Your objective »
Return each line of the items below that contains the string "door". Letter case counts.

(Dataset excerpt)
____________

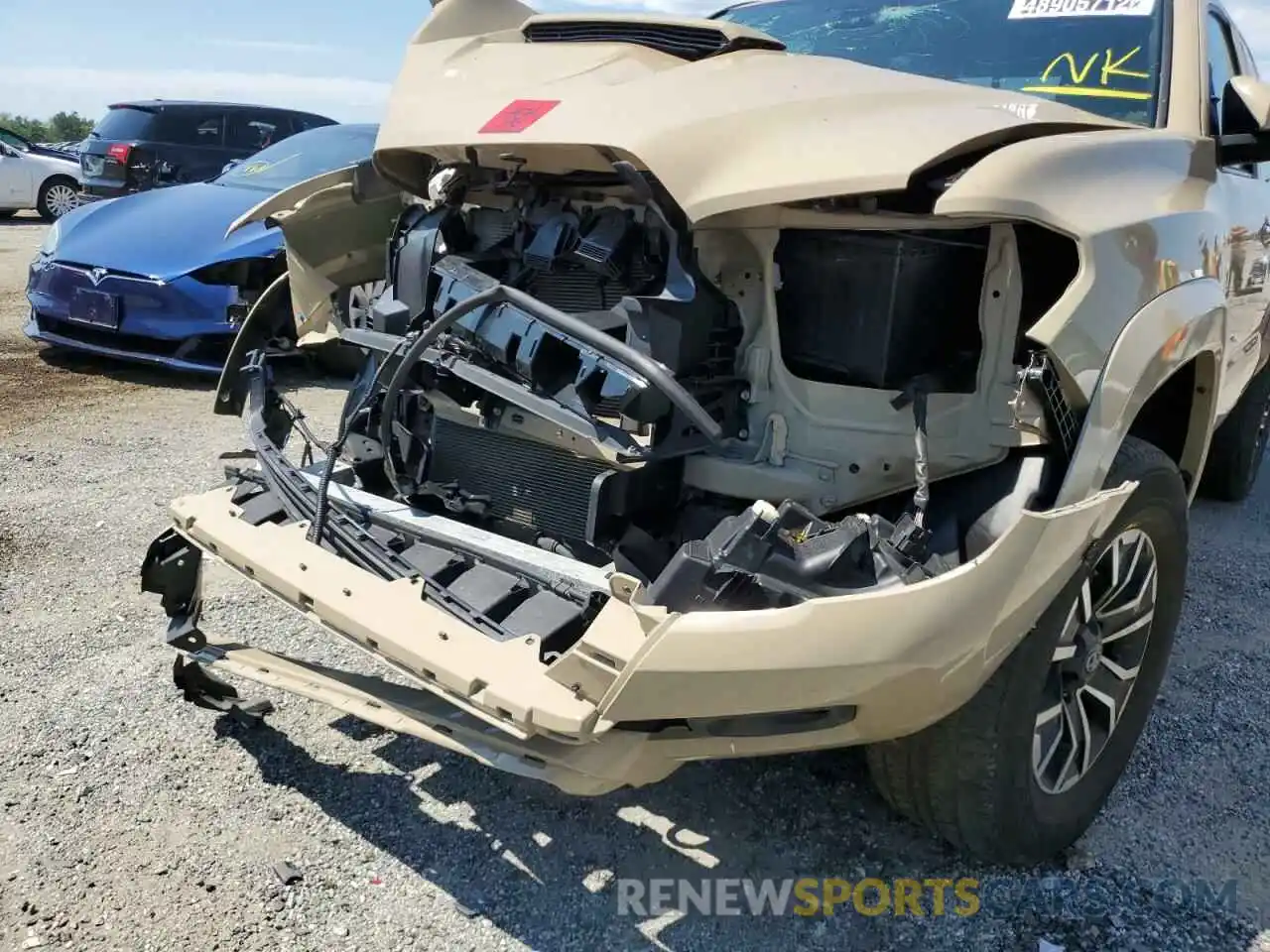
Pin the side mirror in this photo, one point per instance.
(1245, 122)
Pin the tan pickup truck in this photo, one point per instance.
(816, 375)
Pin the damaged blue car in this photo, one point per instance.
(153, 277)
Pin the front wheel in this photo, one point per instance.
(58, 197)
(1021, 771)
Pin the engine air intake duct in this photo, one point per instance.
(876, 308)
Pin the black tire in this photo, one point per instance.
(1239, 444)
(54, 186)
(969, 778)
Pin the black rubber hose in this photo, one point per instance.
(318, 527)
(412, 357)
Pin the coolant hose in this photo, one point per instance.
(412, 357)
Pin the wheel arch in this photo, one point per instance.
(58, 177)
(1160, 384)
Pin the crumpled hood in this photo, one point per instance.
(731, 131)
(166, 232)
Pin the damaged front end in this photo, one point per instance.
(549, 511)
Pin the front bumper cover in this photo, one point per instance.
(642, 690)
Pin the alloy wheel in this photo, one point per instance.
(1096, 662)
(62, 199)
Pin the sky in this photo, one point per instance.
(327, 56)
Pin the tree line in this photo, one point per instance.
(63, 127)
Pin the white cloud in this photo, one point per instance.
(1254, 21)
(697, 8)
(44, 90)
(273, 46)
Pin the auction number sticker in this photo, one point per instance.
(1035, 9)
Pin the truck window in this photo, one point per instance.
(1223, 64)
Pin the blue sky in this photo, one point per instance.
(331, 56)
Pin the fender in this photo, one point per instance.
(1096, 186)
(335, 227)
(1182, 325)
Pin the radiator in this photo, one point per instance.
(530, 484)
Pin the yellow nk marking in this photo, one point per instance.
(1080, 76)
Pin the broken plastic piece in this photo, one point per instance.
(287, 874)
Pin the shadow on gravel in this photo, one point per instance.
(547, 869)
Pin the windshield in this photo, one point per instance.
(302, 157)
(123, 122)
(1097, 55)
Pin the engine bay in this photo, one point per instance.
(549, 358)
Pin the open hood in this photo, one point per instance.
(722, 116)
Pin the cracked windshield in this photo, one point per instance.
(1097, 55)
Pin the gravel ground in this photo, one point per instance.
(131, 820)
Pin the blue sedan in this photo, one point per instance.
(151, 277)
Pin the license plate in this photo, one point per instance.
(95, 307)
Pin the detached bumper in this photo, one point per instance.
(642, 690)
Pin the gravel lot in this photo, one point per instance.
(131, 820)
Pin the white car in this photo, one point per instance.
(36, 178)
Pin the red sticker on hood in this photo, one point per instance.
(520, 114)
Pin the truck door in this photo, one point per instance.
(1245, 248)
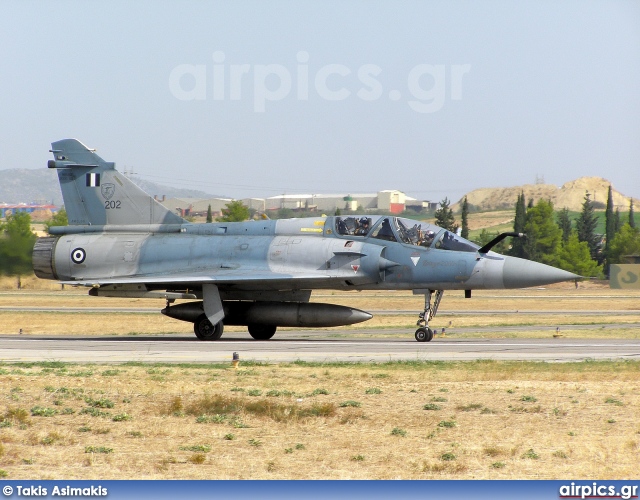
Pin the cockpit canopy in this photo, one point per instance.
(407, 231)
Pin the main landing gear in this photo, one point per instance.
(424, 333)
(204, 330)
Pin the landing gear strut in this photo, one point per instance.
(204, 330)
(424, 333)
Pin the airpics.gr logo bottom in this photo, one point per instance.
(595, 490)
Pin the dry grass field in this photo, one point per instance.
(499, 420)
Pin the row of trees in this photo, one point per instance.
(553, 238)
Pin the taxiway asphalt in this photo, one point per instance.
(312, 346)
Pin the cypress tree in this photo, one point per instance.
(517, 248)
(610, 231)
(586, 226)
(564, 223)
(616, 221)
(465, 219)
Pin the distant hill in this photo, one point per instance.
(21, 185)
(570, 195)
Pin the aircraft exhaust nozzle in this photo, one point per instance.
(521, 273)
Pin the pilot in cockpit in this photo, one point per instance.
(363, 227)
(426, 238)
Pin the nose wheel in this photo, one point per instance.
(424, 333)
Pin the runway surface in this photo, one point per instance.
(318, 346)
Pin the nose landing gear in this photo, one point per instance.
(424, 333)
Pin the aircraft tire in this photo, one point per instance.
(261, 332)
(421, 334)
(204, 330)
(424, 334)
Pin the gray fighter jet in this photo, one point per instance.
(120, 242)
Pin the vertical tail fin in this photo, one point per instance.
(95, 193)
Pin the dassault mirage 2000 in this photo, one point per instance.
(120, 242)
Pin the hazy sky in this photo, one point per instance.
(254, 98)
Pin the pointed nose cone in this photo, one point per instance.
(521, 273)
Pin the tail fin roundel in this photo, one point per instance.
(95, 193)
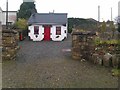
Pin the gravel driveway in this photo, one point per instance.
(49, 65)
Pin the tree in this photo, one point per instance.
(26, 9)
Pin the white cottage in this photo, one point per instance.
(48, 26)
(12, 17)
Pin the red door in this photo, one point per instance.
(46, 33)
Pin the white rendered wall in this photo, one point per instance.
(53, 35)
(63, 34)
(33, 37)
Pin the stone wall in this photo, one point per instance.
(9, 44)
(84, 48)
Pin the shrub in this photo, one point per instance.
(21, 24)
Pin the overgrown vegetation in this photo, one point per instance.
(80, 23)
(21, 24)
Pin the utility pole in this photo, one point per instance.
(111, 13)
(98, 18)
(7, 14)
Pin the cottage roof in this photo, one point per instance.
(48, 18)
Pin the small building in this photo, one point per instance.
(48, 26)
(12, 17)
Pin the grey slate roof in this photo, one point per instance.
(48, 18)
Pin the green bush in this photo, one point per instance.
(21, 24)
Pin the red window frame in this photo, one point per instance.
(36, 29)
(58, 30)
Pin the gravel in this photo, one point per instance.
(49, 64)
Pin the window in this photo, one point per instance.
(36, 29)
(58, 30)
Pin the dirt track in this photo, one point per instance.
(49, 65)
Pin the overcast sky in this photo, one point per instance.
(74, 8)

____________

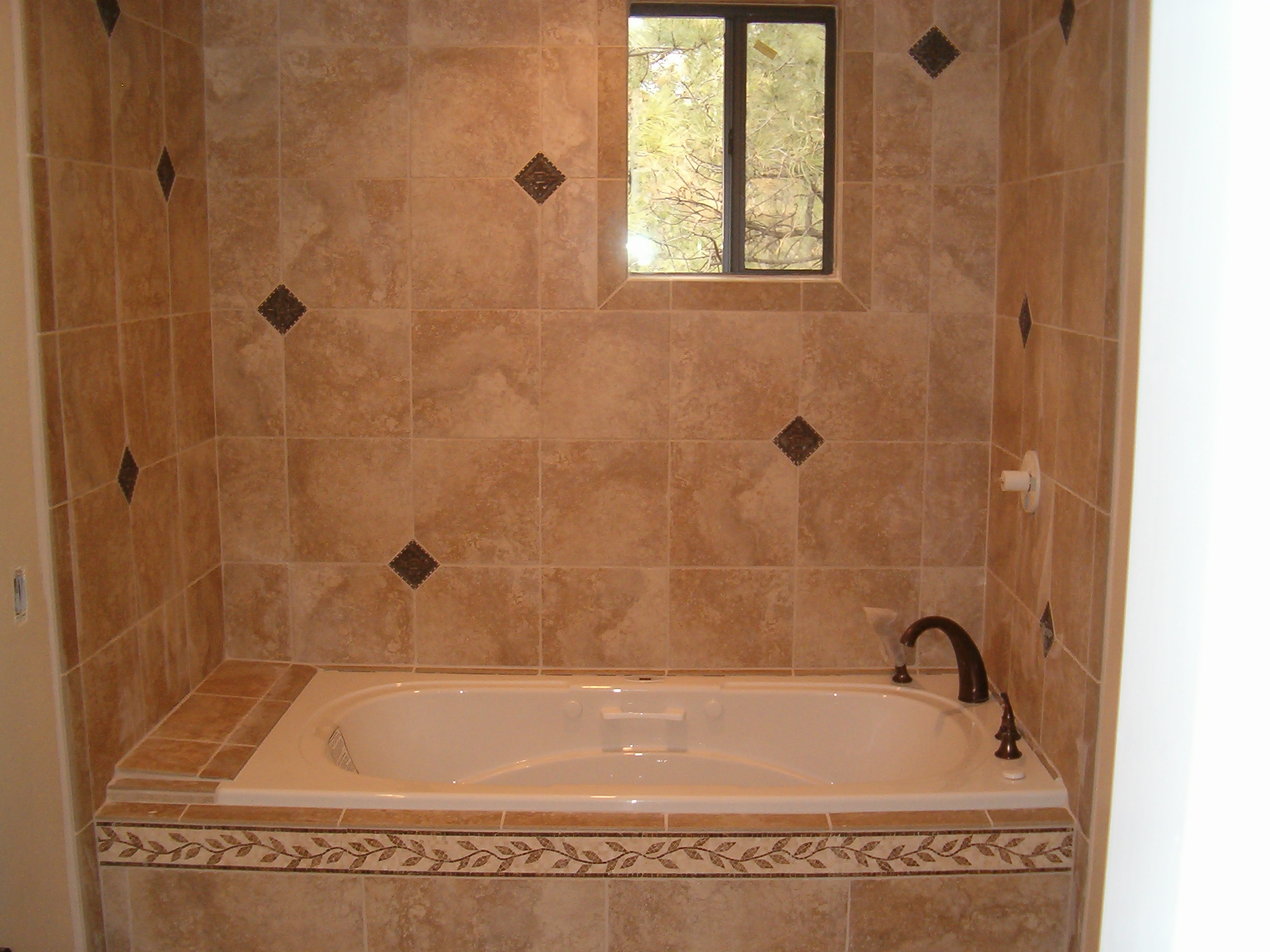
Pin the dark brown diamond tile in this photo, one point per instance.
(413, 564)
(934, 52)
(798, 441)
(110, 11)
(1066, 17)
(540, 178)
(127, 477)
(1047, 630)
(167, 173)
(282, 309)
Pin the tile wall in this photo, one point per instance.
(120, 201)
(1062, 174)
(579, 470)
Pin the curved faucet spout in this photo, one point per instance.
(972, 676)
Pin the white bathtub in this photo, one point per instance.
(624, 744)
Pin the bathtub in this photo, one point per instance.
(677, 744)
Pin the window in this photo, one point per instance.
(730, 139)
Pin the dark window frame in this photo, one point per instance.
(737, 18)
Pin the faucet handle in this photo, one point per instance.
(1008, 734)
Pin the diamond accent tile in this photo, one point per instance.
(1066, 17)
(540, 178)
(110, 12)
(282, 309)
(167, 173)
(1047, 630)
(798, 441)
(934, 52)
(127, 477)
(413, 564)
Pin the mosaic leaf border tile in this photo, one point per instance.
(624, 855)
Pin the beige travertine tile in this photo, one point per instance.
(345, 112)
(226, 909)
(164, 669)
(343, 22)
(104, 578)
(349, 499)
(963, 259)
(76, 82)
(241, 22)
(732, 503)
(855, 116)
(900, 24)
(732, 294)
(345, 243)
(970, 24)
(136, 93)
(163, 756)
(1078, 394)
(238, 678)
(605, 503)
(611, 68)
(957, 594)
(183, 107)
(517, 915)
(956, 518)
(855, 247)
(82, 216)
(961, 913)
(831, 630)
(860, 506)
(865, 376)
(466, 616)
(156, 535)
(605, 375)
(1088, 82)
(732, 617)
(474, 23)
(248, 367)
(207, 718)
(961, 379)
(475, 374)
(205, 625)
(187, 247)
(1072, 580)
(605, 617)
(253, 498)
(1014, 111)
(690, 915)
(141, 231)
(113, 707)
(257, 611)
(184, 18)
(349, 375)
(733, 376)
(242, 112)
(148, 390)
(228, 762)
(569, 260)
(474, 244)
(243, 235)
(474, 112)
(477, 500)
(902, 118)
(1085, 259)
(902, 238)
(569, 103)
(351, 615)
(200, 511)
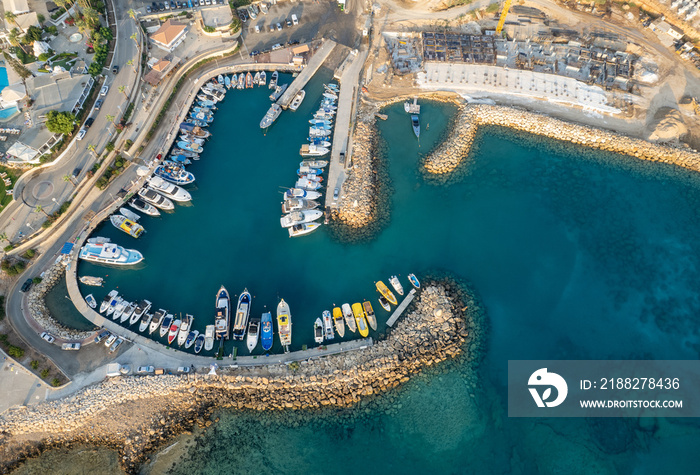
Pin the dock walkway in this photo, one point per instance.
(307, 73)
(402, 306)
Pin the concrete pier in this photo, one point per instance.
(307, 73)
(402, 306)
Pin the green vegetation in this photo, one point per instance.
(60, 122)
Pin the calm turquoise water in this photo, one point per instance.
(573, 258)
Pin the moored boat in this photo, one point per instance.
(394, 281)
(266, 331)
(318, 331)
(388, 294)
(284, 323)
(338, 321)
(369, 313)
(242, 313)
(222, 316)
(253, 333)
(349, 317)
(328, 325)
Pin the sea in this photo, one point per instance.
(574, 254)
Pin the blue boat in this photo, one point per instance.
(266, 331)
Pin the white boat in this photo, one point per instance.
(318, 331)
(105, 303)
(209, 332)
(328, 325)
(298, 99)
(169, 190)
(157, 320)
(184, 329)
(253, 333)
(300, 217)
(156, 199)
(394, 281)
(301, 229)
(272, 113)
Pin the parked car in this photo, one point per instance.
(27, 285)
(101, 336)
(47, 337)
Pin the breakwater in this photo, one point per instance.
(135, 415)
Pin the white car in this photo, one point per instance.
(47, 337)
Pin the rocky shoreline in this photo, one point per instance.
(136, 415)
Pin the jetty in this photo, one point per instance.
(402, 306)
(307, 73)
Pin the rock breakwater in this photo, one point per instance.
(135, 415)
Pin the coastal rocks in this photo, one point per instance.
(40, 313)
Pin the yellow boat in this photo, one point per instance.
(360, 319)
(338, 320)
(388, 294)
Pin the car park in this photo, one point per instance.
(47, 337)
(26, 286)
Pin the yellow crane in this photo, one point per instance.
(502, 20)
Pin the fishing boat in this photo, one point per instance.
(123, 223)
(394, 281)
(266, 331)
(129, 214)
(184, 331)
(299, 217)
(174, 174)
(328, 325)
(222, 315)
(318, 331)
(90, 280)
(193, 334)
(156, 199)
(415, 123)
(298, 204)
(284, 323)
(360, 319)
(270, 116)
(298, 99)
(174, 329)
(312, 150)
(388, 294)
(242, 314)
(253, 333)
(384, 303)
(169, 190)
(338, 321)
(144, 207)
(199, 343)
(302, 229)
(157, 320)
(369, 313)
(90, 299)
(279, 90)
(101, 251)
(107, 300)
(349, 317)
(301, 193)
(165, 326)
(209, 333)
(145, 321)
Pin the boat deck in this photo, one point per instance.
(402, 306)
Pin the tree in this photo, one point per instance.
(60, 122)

____________

Full answer »
Pin the truck door in this photo, one point per instance.
Pin the red door in this photo, one point per instance.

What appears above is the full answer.